** start of DATA FOR THIS EXERCISE **

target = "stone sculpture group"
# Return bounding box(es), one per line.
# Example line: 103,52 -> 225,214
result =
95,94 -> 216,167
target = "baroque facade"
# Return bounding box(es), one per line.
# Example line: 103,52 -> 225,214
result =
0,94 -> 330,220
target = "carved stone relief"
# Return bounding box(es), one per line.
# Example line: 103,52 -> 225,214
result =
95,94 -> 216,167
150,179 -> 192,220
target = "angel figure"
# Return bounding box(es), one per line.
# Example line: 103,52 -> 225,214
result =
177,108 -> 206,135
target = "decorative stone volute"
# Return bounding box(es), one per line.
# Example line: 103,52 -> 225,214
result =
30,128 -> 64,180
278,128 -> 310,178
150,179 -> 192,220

** end of DATA FOR THIS EXERCISE **

TO BE DONE: Return every line of the data above that contains the word "stone", reproducing each such line in full and in its original order.

EXERCISE SOLUTION:
target = "stone sculpture group"
target = "carved stone relief"
target = "decorative stone volute"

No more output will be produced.